AIM OF THE TASK: Rewrite all of the items below as a Markdown table with two columns, Row and Line. Put each line in its own numbered row, and skip any blank lines.

MATERIALS PROVIDED:
□ □ □ □ □
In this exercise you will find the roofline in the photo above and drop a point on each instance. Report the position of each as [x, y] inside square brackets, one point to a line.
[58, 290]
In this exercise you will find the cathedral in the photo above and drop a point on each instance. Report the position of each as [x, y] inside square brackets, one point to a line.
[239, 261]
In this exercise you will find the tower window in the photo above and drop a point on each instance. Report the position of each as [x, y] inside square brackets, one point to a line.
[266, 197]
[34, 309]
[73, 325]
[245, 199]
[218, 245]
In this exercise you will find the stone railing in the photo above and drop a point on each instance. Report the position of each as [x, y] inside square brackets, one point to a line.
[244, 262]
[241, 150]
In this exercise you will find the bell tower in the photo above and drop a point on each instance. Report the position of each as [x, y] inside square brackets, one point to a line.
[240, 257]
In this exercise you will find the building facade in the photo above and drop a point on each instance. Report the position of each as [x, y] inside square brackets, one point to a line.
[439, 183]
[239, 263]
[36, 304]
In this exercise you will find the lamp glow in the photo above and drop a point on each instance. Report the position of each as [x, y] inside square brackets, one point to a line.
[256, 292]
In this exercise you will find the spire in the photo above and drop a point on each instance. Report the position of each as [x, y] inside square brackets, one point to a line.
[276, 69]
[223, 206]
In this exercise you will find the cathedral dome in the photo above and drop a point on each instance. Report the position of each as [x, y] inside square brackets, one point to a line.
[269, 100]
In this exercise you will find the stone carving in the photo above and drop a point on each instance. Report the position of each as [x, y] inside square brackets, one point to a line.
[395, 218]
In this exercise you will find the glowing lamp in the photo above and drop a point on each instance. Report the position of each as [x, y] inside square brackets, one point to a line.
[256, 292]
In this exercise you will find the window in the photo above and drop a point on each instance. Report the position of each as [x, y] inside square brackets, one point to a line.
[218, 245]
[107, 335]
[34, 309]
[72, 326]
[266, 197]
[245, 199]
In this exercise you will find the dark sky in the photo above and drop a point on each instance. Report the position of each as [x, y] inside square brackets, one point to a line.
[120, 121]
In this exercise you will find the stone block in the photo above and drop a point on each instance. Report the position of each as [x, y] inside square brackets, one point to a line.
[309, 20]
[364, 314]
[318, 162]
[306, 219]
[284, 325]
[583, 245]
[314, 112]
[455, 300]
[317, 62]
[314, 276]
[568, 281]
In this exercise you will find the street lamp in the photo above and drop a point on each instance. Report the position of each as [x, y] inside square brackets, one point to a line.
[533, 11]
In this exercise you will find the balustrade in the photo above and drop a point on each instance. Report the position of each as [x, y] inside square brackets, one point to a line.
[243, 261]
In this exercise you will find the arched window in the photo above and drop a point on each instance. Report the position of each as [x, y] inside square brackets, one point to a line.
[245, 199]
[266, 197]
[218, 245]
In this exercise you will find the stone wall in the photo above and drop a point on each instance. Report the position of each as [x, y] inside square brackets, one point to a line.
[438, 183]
□ □ □ □ □
TASK RESULT:
| Row | Line |
|---|---|
| 1 | In this exercise you will find the roofline in the photo above and drop a point on each instance. Report the position of each as [x, y] inside square brackets, one point to a line. |
| 2 | [58, 290] |
| 3 | In this exercise you will find the cathedral in the photo above and drop a point on each instance. Report the position of each as [x, y] inside square brackets, one point to a line. |
| 4 | [239, 261] |
| 5 | In this exercise you will find the tower window in the photo above and drop a point on each instance. Report the position of each as [x, y] inside square brackets, one point to a line. |
| 6 | [266, 197] |
| 7 | [34, 309] |
| 8 | [73, 325] |
| 9 | [245, 199] |
| 10 | [218, 245] |
| 11 | In this exercise you will find the stone railing in the photo above and drop a point on each instance. Report the position of each as [x, y] inside square brackets, one point to a line. |
| 12 | [244, 262] |
| 13 | [241, 150] |
| 14 | In this exercise you will find the bell tower in the photo above and drop a point on each instance. Report the position of each as [x, y] inside square brackets, one point to a line. |
| 15 | [240, 257] |
| 16 | In this exercise you will find the building facade in the photo above and drop a point on each instance. Report the position of each as [x, y] inside square brackets, one point to a line. |
| 17 | [439, 183] |
| 18 | [239, 263] |
| 19 | [36, 304] |
| 20 | In this exercise you will find the lamp glow in the photo above and drop a point on each instance. Report the position of each as [x, y] inside square brackets, one point to a line. |
| 21 | [256, 292] |
| 22 | In this exercise you will find the spire in the photo above and drop a point on each instance. Report the position of each as [x, y] inside square brackets, one point to a line. |
| 23 | [276, 69] |
| 24 | [223, 206] |
| 25 | In this exercise you will find the cathedral dome in the photo above and drop a point on each instance. Report the position of each as [x, y] inside square brackets, one point to a line. |
| 26 | [269, 100] |
| 27 | In this exercise you will find the stone carving in the photo above and drop a point on each instance. Report the position of each as [x, y] inside square brackets, one point to a line. |
| 28 | [395, 218] |
| 29 | In this exercise you will find the glowing lamp in the photo above and drop a point on each instance. Report the position of each as [x, y] inside square brackets, one point to a line. |
| 30 | [256, 292] |
| 31 | In this exercise you will find the window in the photo above and drop a point on each instance. Report the position of each as [x, y] inside square brackets, one point to a line. |
| 32 | [218, 245] |
| 33 | [107, 335] |
| 34 | [34, 309] |
| 35 | [72, 326] |
| 36 | [266, 197] |
| 37 | [245, 199] |
| 38 | In this exercise you will find the dark sky in the photo above and drop a point on each instance. Report the position of each as [x, y] inside square brackets, one point to a line. |
| 39 | [120, 121] |
| 40 | In this exercise you will find the stone block in the photo above and drop a point on each instance. Report the position of each as [x, y] inside square brackets, one point to a line. |
| 41 | [309, 20] |
| 42 | [364, 314] |
| 43 | [318, 162] |
| 44 | [306, 219] |
| 45 | [284, 325] |
| 46 | [583, 245] |
| 47 | [314, 112] |
| 48 | [455, 300] |
| 49 | [317, 62] |
| 50 | [314, 276] |
| 51 | [568, 281] |
| 52 | In this exercise you will find the street lamp in the photo above and drop a point on each instance. Report the position of each as [x, y] inside square brackets, one point to a line. |
| 53 | [533, 11] |
| 54 | In this exercise you will find the balustrade in the photo above and drop a point on each instance. Report the position of each as [x, y] inside square brackets, one point to a line. |
| 55 | [243, 261] |
| 56 | In this exercise you will find the arched window in the photo above and drop a point on each instance. Report the position of each as [x, y] inside square brackets, one point to a line. |
| 57 | [245, 199] |
| 58 | [266, 197] |
| 59 | [218, 245] |
| 60 | In this exercise you will find the stone wall in the photo above and drop a point on each instance. Report the position of each as [x, y] inside square brackets, one point to a line. |
| 61 | [438, 183] |